▶ **MATERIAL PROVIDED**:
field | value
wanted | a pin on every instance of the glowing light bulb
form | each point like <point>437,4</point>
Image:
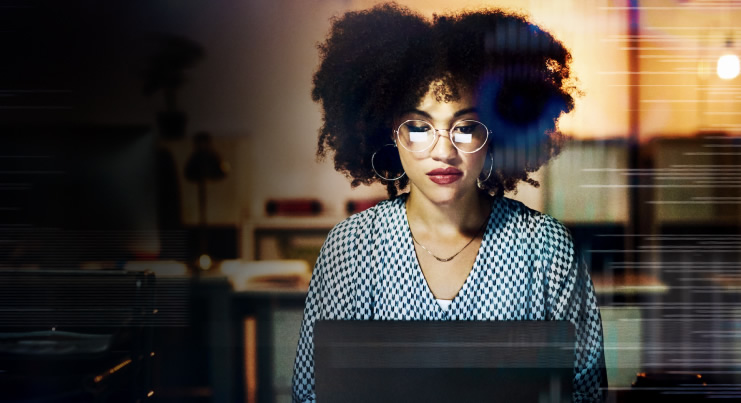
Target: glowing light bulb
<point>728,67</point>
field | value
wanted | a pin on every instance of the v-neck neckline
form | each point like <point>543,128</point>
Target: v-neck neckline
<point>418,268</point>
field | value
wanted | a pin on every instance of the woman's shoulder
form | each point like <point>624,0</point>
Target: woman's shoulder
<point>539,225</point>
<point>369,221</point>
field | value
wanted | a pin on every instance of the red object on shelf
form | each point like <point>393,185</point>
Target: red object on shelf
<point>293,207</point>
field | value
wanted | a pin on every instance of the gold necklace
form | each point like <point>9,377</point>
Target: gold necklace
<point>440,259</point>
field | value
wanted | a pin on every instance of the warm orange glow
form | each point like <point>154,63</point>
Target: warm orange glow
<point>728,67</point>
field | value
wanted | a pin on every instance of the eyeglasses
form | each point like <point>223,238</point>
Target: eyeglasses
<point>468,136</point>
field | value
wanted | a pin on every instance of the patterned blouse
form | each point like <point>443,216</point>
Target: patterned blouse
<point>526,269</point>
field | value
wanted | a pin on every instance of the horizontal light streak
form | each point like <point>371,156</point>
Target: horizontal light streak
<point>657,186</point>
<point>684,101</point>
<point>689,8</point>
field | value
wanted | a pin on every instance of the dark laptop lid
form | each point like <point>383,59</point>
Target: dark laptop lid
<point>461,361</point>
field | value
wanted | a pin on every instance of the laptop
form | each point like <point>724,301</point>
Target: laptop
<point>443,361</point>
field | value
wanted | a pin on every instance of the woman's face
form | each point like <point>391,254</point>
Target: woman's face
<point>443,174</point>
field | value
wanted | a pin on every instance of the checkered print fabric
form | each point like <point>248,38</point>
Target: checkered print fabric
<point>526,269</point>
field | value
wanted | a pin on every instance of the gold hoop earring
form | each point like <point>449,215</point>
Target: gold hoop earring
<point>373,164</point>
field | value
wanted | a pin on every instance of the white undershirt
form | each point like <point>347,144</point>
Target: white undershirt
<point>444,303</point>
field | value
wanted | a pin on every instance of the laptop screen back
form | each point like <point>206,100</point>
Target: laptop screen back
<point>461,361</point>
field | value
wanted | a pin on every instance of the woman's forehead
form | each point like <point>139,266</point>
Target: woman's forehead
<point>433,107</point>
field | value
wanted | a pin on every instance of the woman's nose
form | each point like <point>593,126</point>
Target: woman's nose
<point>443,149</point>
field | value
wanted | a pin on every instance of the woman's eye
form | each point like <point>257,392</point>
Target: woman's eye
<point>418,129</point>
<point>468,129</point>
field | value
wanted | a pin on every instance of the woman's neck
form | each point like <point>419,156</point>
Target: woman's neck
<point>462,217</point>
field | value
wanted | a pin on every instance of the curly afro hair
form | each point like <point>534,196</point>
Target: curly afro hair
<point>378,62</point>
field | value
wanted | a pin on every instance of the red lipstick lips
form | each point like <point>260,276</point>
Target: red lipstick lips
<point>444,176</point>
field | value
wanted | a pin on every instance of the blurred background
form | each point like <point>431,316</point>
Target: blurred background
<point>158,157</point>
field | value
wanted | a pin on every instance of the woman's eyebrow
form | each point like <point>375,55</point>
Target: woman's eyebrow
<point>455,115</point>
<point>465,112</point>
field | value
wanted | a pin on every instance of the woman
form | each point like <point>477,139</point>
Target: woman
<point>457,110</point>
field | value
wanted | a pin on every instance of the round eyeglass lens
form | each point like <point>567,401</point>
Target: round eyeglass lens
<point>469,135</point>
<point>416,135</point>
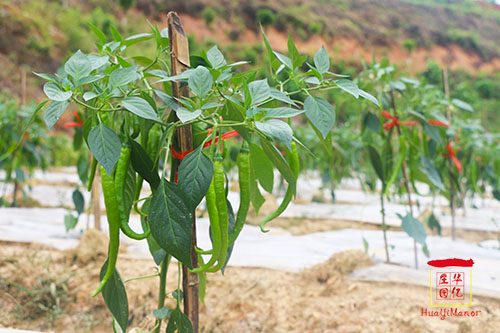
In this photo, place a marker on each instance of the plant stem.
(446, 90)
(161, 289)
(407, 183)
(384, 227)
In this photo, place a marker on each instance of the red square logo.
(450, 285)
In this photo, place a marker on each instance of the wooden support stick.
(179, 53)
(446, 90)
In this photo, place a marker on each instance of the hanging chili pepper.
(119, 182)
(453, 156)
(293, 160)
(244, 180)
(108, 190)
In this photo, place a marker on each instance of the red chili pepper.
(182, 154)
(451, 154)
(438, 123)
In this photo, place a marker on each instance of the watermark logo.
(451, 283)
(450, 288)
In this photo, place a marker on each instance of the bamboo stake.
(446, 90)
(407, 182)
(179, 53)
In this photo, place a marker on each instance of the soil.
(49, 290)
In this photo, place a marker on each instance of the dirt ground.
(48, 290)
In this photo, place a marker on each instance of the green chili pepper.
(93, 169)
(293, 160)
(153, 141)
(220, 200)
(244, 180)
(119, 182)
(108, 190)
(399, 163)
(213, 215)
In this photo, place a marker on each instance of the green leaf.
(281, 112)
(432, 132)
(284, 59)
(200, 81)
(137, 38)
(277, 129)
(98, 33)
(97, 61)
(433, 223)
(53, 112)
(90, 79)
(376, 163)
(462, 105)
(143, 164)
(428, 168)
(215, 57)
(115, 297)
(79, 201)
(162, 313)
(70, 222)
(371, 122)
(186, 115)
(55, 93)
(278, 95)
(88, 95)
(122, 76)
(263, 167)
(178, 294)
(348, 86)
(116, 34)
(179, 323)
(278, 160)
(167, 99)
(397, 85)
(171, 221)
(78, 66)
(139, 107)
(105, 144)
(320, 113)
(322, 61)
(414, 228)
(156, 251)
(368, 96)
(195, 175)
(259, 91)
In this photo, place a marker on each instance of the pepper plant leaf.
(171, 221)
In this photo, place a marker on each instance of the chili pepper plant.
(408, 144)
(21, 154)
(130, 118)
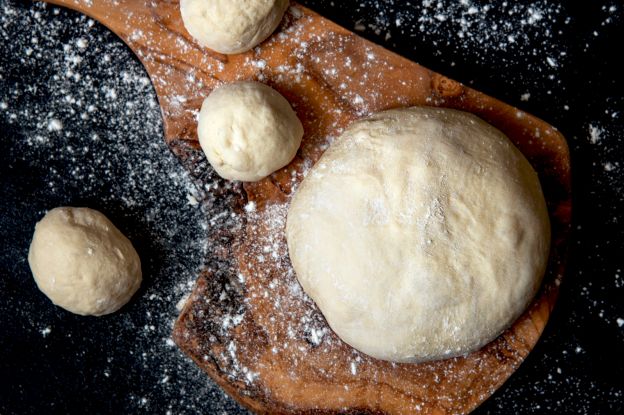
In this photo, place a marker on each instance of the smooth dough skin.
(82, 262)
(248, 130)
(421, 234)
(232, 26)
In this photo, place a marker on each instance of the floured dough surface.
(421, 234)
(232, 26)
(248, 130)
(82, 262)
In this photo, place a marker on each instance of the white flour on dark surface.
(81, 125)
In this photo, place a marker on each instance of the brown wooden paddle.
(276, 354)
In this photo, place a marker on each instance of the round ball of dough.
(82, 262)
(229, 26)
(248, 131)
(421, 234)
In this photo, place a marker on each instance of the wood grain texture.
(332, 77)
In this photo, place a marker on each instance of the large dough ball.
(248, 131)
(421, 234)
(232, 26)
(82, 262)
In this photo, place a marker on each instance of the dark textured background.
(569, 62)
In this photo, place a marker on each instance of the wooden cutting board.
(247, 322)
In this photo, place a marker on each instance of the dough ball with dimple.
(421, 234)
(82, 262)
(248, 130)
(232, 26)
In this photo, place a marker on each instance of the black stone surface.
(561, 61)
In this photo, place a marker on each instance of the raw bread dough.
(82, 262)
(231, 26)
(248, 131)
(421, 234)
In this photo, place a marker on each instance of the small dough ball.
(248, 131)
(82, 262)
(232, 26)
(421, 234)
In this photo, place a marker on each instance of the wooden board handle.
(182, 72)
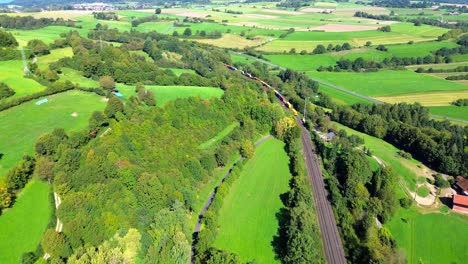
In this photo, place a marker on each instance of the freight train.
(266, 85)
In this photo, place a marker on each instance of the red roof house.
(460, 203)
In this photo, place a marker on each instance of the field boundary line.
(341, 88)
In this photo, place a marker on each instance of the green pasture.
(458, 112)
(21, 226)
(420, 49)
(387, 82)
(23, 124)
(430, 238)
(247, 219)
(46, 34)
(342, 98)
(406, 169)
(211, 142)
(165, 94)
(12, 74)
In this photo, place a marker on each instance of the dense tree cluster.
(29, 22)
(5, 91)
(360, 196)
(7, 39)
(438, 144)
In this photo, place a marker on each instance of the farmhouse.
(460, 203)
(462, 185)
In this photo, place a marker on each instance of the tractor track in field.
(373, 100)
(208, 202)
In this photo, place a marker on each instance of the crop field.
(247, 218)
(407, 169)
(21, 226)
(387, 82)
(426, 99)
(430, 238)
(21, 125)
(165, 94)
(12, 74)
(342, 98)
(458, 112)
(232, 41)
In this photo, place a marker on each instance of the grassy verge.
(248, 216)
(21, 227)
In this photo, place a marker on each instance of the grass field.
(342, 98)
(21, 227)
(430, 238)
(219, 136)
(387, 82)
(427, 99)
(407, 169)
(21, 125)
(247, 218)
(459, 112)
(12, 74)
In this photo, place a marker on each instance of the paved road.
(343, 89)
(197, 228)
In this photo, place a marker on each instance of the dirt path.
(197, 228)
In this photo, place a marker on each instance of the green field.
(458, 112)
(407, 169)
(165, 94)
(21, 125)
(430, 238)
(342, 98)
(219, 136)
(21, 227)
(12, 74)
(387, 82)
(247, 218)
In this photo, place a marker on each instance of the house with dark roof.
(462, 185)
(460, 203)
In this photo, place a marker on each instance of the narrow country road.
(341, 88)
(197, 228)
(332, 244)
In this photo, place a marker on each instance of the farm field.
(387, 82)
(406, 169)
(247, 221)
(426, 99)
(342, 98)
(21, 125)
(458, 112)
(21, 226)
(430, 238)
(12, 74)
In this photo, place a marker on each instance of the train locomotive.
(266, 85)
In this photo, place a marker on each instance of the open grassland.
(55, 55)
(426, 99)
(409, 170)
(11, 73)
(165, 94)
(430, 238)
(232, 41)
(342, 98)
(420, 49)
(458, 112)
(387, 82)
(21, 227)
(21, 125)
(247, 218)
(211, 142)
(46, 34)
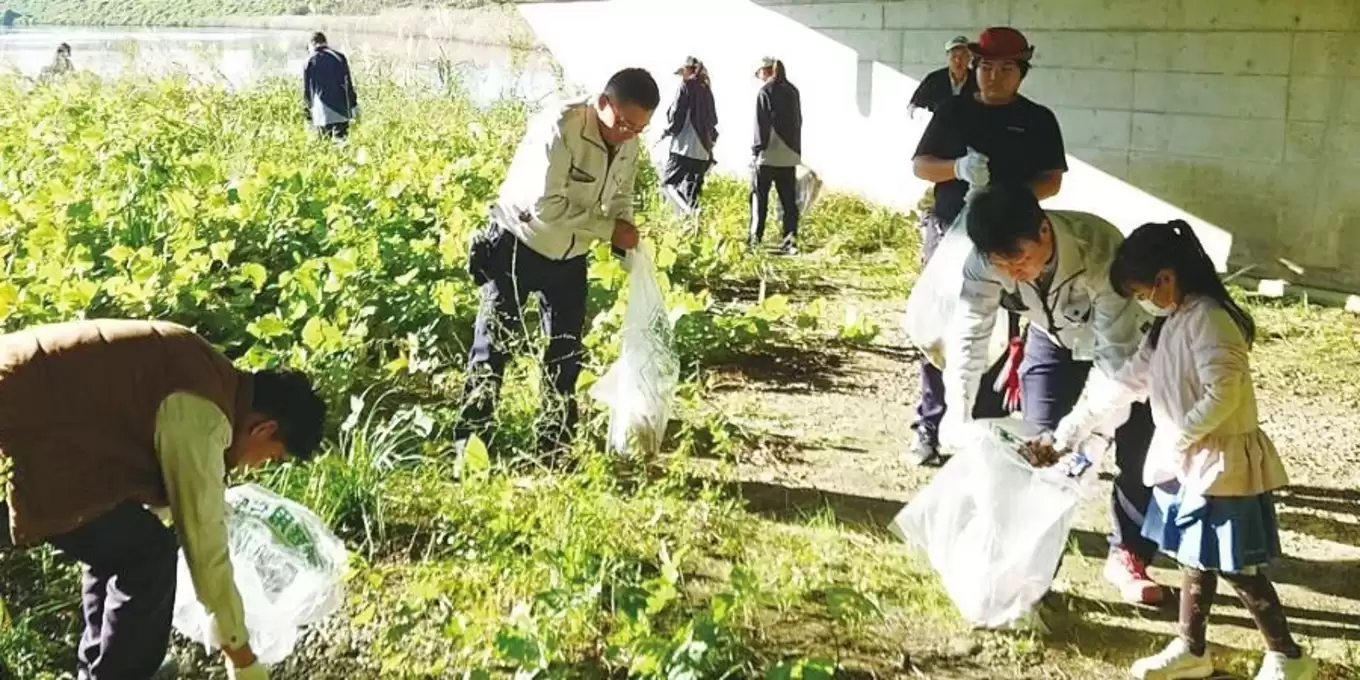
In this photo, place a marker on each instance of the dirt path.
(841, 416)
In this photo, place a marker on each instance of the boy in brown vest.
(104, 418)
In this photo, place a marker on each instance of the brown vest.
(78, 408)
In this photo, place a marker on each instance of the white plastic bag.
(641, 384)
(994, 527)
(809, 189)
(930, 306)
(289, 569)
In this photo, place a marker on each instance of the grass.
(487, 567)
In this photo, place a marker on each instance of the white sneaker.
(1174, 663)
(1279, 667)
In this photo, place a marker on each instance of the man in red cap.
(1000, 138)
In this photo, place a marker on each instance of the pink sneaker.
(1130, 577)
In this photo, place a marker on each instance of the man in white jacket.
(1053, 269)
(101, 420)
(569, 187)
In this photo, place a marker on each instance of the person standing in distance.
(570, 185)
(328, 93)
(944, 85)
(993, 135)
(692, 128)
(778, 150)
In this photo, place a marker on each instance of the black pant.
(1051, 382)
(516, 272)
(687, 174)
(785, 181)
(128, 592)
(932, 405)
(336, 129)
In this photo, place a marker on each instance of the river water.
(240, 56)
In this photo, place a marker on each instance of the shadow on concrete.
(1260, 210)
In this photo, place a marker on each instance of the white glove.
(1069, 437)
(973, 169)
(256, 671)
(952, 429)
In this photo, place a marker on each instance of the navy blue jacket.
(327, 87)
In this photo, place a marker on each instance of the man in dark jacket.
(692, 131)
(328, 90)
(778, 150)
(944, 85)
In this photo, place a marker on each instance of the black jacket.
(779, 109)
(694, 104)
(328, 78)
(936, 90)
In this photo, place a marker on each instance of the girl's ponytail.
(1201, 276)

▶ **STATED GOAL**:
Retype exactly the lines above, starting at the line containing "narrow country road." and ending with the last line, both included; leave out the pictures.

▶ **WORKED ANSWER**:
In this photo, place a marker on each instance of the narrow country road.
(341, 88)
(197, 228)
(332, 244)
In this photo, place a marker on each instance of the farm field.
(387, 82)
(406, 169)
(247, 221)
(426, 99)
(342, 98)
(21, 125)
(458, 112)
(21, 226)
(430, 238)
(12, 74)
In this photo, place a marker on each instance of the train locomotive.
(266, 85)
In this photo, place a marker on each instance of the open grassland.
(55, 55)
(426, 99)
(409, 170)
(11, 73)
(165, 94)
(430, 238)
(232, 41)
(342, 98)
(420, 49)
(458, 112)
(387, 82)
(21, 227)
(21, 125)
(247, 218)
(211, 142)
(46, 34)
In this photo, place a marker on each instance of the dirt path.
(841, 416)
In this photo, place a marker on each instance of the boy in brown vest.
(104, 418)
In this photo, place a marker on each instance of the brown vest.
(78, 408)
In this photo, place a marker on each instance of the white plastic bag.
(641, 384)
(994, 527)
(809, 189)
(930, 306)
(289, 569)
In this photo, place a marker on each instance of the grass.
(487, 567)
In this photo, place a marker on each instance of the white sneaker.
(1174, 663)
(1279, 667)
In this photo, place a marker on each instance of the man in red cap.
(1000, 138)
In this photo, place a marker on each instance of the pink sneaker.
(1130, 577)
In this photo, place a marker on each instance of the man in white jacket.
(1053, 269)
(101, 420)
(569, 187)
In this photo, place a marker on each instance of the person standing in distance.
(570, 185)
(328, 93)
(944, 85)
(993, 135)
(692, 128)
(778, 150)
In this photo, place a marker on each instance of the black pant.
(1051, 382)
(516, 272)
(687, 174)
(785, 181)
(128, 592)
(932, 405)
(336, 129)
In this photo, place a marker on each instance of the river water.
(240, 56)
In this photo, place a marker on each instance of the shadow on concrete.
(1260, 210)
In this photo, place a marker on each instance of the white glove.
(1069, 437)
(973, 169)
(256, 671)
(952, 429)
In this photo, place a marker on each instance of the navy blue jacket.
(327, 87)
In this photo, place a marker on each instance of the man in dark jacket.
(692, 131)
(328, 90)
(778, 150)
(944, 85)
In this photo, place a marker on each instance of the black jacket.
(779, 109)
(694, 104)
(328, 78)
(936, 90)
In this photo, place a marker on each instance of the girl's ponytail.
(1201, 276)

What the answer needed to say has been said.